**Data extract**:
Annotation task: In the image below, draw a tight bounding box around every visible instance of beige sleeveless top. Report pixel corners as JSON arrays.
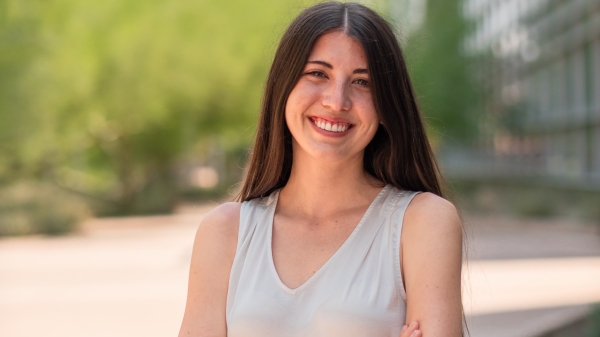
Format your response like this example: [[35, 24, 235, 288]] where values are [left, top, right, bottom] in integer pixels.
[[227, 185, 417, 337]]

...

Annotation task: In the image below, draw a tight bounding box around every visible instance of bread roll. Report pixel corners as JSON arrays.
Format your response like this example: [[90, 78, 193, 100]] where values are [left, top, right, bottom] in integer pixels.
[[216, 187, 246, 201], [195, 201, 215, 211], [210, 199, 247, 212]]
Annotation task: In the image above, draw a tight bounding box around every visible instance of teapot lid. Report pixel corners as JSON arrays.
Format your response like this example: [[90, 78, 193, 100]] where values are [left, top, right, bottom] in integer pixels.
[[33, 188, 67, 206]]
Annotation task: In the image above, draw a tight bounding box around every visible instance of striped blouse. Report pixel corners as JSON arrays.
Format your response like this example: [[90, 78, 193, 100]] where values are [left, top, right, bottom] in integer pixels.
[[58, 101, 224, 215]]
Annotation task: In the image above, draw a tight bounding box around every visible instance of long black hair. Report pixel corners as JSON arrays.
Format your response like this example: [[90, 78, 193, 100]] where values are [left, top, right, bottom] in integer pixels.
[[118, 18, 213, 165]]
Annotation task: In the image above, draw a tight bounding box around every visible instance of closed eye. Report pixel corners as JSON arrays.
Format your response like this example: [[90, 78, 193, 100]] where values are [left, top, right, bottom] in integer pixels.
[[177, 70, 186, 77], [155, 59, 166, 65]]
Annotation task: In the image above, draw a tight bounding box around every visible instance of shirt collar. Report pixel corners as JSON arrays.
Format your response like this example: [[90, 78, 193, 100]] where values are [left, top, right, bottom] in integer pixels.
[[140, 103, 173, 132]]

...

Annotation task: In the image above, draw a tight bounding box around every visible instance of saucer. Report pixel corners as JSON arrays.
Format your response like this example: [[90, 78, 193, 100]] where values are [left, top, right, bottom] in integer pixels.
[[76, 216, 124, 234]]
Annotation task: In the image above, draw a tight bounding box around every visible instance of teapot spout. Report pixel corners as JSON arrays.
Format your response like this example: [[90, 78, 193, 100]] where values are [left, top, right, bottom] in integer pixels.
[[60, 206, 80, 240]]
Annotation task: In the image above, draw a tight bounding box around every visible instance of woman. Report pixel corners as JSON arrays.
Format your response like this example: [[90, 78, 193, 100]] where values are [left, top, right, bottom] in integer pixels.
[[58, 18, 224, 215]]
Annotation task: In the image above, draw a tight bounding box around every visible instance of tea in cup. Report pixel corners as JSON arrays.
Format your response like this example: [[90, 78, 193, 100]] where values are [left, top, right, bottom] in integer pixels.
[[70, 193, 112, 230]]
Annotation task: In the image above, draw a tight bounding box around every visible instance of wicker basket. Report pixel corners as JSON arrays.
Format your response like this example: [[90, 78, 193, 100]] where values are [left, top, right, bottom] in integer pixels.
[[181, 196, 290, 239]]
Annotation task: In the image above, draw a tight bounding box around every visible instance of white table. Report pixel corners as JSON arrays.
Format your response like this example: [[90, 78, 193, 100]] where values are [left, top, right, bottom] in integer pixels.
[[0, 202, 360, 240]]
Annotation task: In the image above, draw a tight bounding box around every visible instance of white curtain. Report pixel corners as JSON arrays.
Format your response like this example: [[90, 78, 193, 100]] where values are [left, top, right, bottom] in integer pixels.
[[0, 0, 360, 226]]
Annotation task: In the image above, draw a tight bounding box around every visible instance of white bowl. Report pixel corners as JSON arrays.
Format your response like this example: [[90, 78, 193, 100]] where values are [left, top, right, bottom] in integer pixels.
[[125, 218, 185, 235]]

**Exercise details**: Switch "woman" to "person" in the rows from the line with "woman. Report pixel corners as JSON arrays." up to and including the line with "[[58, 18, 224, 215]]", and give back only those lines with nothing else changed.

**Completed exercise**:
Annotation task: In the image above, draw a tight bounding box around every visible instance of person. Report pixel corners as JSON arrays.
Format your response like this example: [[90, 78, 193, 100]] where values are [left, top, right, bottom] in integer pixels.
[[58, 18, 224, 215]]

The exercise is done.